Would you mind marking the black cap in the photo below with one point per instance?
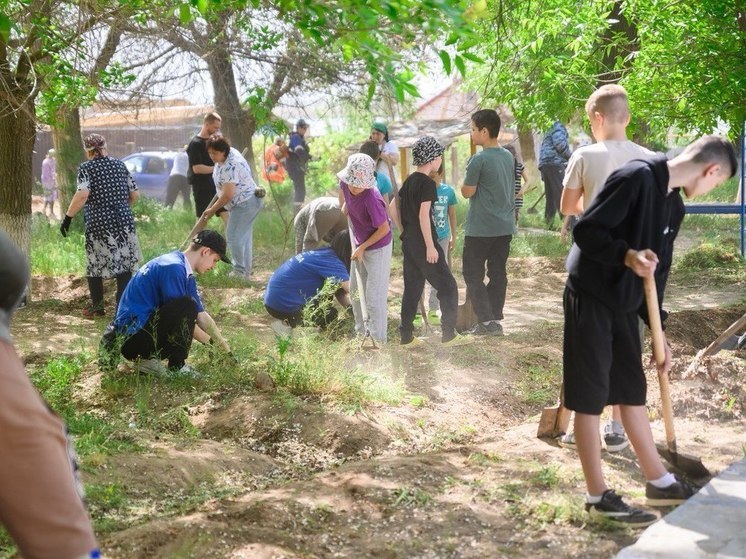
(212, 240)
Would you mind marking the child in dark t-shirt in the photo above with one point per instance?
(423, 257)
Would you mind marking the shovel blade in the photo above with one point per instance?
(691, 466)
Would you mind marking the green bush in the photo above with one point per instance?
(710, 256)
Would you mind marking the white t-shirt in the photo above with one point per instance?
(590, 166)
(181, 164)
(389, 148)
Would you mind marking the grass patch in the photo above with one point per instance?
(711, 262)
(540, 383)
(310, 365)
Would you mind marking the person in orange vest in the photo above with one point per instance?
(274, 161)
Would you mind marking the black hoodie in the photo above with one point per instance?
(633, 210)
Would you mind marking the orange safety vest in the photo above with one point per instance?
(273, 169)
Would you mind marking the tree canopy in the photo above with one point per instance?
(683, 63)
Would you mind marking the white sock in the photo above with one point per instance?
(664, 481)
(592, 499)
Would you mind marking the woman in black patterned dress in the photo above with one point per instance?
(106, 190)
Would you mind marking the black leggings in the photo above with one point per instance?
(320, 314)
(166, 335)
(96, 289)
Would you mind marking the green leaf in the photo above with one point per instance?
(459, 62)
(473, 57)
(445, 58)
(185, 14)
(5, 25)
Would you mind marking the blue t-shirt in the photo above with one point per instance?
(161, 280)
(384, 184)
(446, 199)
(299, 279)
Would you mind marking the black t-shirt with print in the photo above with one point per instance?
(418, 188)
(197, 153)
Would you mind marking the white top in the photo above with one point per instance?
(235, 169)
(389, 148)
(181, 164)
(590, 166)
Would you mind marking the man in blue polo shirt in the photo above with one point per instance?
(161, 311)
(299, 281)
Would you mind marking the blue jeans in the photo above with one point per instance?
(373, 273)
(240, 233)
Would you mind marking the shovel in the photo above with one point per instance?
(361, 294)
(688, 465)
(721, 342)
(199, 226)
(554, 419)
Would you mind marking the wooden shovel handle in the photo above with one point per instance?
(659, 354)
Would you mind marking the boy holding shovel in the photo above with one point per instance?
(589, 166)
(626, 234)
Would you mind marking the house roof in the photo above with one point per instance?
(144, 116)
(448, 104)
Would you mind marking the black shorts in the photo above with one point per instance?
(602, 361)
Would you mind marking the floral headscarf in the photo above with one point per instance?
(95, 143)
(360, 171)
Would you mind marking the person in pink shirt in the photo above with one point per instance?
(49, 181)
(372, 243)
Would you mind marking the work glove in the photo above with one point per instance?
(65, 225)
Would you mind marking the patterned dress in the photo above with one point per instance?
(111, 243)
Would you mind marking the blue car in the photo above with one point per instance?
(151, 170)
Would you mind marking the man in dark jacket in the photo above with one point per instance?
(555, 151)
(627, 234)
(297, 163)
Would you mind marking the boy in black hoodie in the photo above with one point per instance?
(626, 234)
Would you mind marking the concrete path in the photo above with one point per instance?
(711, 525)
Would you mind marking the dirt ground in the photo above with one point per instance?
(456, 472)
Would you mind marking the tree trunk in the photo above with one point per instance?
(17, 136)
(236, 125)
(526, 140)
(68, 143)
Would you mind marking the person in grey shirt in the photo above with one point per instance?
(318, 221)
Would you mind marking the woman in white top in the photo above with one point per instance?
(237, 193)
(389, 152)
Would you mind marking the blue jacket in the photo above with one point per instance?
(555, 147)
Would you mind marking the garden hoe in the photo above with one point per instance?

+ + + + + + +

» **Exercise aim**:
Copy out the listing above with every "one point per instance" switched to "a single point for each instance" and nothing else changed. Leave the pictures out.

» **Correct result**:
Would you mind marking the black cap in the photo below with a single point for each instance?
(212, 240)
Would you mind marking the child in dark t-shirt in the photo above with a single point for each instance?
(423, 257)
Would you mind marking the shovel blade in the photo above with a single point for each instance?
(691, 466)
Would you mind marking the green bush in the photo above with a single point for each instance?
(710, 256)
Would you mind marking the white t-shirt in the photo above with a single point for each instance?
(590, 166)
(181, 164)
(389, 148)
Would you mind marking the grass patch in the photo above with a single point for each instance?
(711, 262)
(540, 383)
(310, 365)
Would you mind marking the person in orange vest in the photo above with a single point for each instance?
(274, 161)
Would you mind marking the black hoodie in the photo above with a single point for each instance?
(633, 210)
Would you mind marking the orange safety vest in the photo above with a single point for each instance?
(273, 169)
Would you mind marking the tree canopy in the photo above with a single point for each instance?
(683, 63)
Would you mind marking the white sock in the photo above with a single point for each instance?
(664, 481)
(592, 499)
Would you mind marking the woman in black patterned dress in the photo above with a single point for each instance?
(106, 190)
Would you mind marking the black leggings in the photo above with a single point for each instance?
(320, 314)
(166, 335)
(96, 289)
Would you mind marking the green leaf in the photo above with a single point for each instance?
(459, 62)
(473, 57)
(445, 58)
(185, 14)
(5, 25)
Would you mind marking the blue t-shirt in the photo above with a single point for each instance?
(161, 280)
(384, 184)
(446, 199)
(299, 279)
Would you mind marking the black t-shirt with print in the photo above with a single point for each instance?
(418, 188)
(197, 153)
Would you mind marking the white top in the photo above with a single point for each instance?
(235, 169)
(389, 148)
(181, 164)
(590, 166)
Would you mind marking the man in blue polo shirt in the photo above with a single point for each instance?
(161, 311)
(299, 281)
Would you mind marking the blue jeans in the photo above with a single point for each instance?
(373, 273)
(240, 233)
Would you mind marking the shovel in the photo above with a single point for each instance?
(361, 294)
(688, 465)
(721, 342)
(199, 226)
(554, 419)
Would you mind marking the wooden shovel handle in the photo above with a single point for each instance?
(659, 354)
Would you mind marking the boy holding shovel in the photo above with a single point for each instance?
(589, 166)
(626, 234)
Would you mind marking the house roof in the photo above with a single point for each instance?
(144, 116)
(448, 104)
Would you mind marking the black shorts in the photo above with a single point for each instance?
(602, 361)
Would you mind marking the floral headscarf in the photo above with a single point for each instance?
(95, 143)
(360, 171)
Would you mind marking the person in pink shirt in the photo above with a single point for each instance?
(49, 181)
(372, 243)
Would you mind marking the work glove in the photo above with a single point for each instance?
(65, 225)
Would you mind marking the patterned dress in the photo above with a single point for each instance?
(111, 243)
Would you mind marking the blue car in the photo above with a single point for each instance?
(151, 170)
Would you mind marking the man in dark jacket in the photo above with a single point for each instance?
(555, 151)
(627, 234)
(297, 163)
Would you mind marking the boy in black hoodie in the photo above with a single point for each instance?
(626, 234)
Would you mind marking the concrete path in the photo above with a single point for each instance?
(711, 525)
Would you mind marking the dirt ground in the photo above with a single point for each instance?
(456, 472)
Would you mind marking the tree trunk in the photo above with a single point for each instance?
(17, 136)
(236, 125)
(526, 140)
(68, 143)
Would you mind marking the person in grey shirt in the photo above with a single point for each instance?
(318, 221)
Would you mind marking the woman in white top in the photo above with a single point for each instance?
(237, 193)
(389, 152)
Would you mind marking the blue jacket in the photo above with a single point for each instance?
(555, 147)
Would you mind marking the garden hoe in the photo above with a single point for each instance?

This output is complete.